• _Trecho do documento_:

HABILITAÇÃO PROCESSUAL DE HERDEIROS E PRESCRIÇÃO: DO TEMA REPETITIVO 1.254/STJ
A 1ª Seção do Superior Tribunal de Justiça, por acórdão de afetação à sistemática dos recursos repetitivos, publicado em maio do ano passado pela Corte Especial sob a relatoria do ministro Humberto Martins, apreciará o Tema nº 1.254, que trata da intrincada questão relativa aos limites temporais para que os herdeiros ou sucessores (a depender da circunstância material de cada caso concreto) prossigam incidentalmente em processo instaurado por pessoa falecida no curso da tramitação.
Embora os casos concretos afetados refiram-se a requerimentos de habilitação instaurados já em módulo de cumprimento de sentença, o tema repetitivo propõe a ampliação do debate para a habilitação sucessória nos processos em geral, relativos às fases tanto cognitiva quanto executiva, com a seguinte redação: “definir se ocorre ou não a prescrição para a habilitação de herdeiros ou sucessores da parte falecida no curso da ação”.
A afetação em caráter mais amplo — considerado inclusive o expressivo impacto social da suspensão nacional de todos os processos individuais ou coletivos versados sobre a matéria (artigo 1.037, II, do Código de Processo Civil) — justifica-se pela consabida autonomia das pretensões condenatória e satisfativa, nos termos do Enunciado nº 150 da Súmula do Supremo Tribunal Federal: “prescreve a execução no mesmo prazo de prescrição da ação”. Outra premissa do julgamento afetado refere-se à circunstância de o falecimento ocorrer no curso do processo, pois é notório que a questão da anterioridade do óbito à demanda remete a outra problemática, relativa à identificação dos próprios pressupostos de existência ou de validade do processo, cujo debate não se adentra porque exorbitaria do presente recorte temático.
A proposta de afetação (ProAfR), confirmada pela Corte Especial, resulta da seleção de três recursos paradigmáticos, representativos da controvérsia (RRC), quais sejam, os Recursos Especiais (REsp) nº 2.034.210/CE, 2.034.211/CE e 2.034.214/CE. Nos três casos, originários do Tribunal Regional Federal da 5ª Região (TRF-5), os recorrentes são a Fazenda Pública federal, entes da administração pública indireta: a Universidade Federal do Ceará (UFC), no primeiro recurso, e o Departamento Nacional de Obras contra as Secas (Dnocs), nos segundo e terceiro casos.

• _Dados registrados_:
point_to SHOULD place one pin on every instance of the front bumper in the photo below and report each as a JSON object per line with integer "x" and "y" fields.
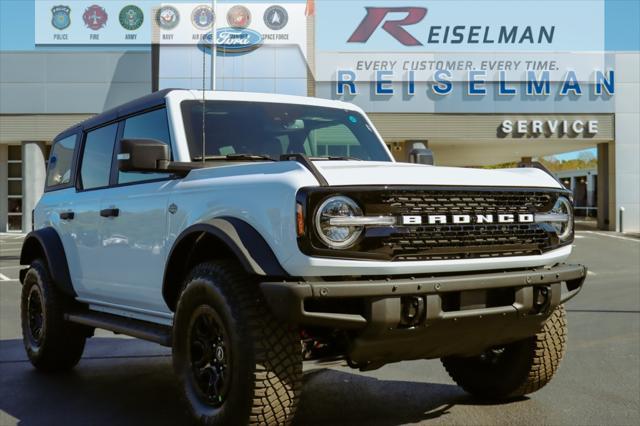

• _Tarefas do exercício_:
- a) Quais são os números dos recursos especiais escolhidos como representativos da controvérsia no trecho sobre o Tema 1.254?
- b) No trecho sobre o Tema 1.254, quem foi o relator do acórdão de afetação publicado pela Corte Especial?
- c) Extraia do trecho sobre o Tema 1.254 a passagem que começa nas palavras "A afetação em" e termina logo após "presente recorte temático.".

• _Respostas por tarefa_:
- a) REsp nº 2.034.210/CE, REsp nº 2.034.211/CE e REsp nº 2.034.214/CE.

- b) O ministro Humberto Martins.

- c)
A afetação em caráter mais amplo — considerado inclusive o expressivo impacto social da suspensão nacional de todos os processos individuais ou coletivos versados sobre a matéria (artigo 1.037, II, do Código de Processo Civil) — justifica-se pela consabida autonomia das pretensões condenatória e satisfativa, nos termos do Enunciado nº 150 da Súmula do Supremo Tribunal Federal: “prescreve a execução no mesmo prazo de prescrição da ação”. Outra premissa do julgamento afetado refere-se à circunstância de o falecimento ocorrer no curso do processo, pois é notório que a questão da anterioridade do óbito à demanda remete a outra problemática, relativa à identificação dos próprios pressupostos de existência ou de validade do processo, cujo debate não se adentra porque exorbitaria do presente recorte temático.